§ Data rows
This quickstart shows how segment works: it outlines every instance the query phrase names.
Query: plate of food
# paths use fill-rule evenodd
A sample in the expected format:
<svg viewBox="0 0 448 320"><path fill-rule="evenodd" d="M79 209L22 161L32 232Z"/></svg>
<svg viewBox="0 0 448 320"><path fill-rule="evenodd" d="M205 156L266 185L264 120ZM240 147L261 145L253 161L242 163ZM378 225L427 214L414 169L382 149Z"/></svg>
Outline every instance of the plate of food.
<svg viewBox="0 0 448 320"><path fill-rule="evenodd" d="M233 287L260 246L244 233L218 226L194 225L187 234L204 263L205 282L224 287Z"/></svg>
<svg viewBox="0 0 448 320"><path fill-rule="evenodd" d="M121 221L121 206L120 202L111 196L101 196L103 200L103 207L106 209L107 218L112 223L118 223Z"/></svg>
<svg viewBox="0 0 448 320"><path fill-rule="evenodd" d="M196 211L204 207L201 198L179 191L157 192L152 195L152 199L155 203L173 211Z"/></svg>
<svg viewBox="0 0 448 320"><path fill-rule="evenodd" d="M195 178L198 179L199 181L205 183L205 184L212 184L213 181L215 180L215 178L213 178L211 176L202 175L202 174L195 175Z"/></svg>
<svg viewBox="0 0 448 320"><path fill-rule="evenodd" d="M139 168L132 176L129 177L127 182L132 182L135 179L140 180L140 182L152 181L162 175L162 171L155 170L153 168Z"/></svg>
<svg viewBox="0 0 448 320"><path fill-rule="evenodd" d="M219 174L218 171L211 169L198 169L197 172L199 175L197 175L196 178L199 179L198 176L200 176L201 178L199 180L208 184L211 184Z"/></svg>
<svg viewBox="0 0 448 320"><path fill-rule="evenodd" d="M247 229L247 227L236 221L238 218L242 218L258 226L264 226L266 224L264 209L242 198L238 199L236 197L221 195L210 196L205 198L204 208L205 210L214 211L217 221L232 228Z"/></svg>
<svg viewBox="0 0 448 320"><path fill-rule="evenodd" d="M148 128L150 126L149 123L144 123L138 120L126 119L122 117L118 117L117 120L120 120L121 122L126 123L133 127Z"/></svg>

§ What you will do
Extract every line of the rows above that contains the word "food".

§ Output below
Query: plate of food
Outline every instance of the plate of food.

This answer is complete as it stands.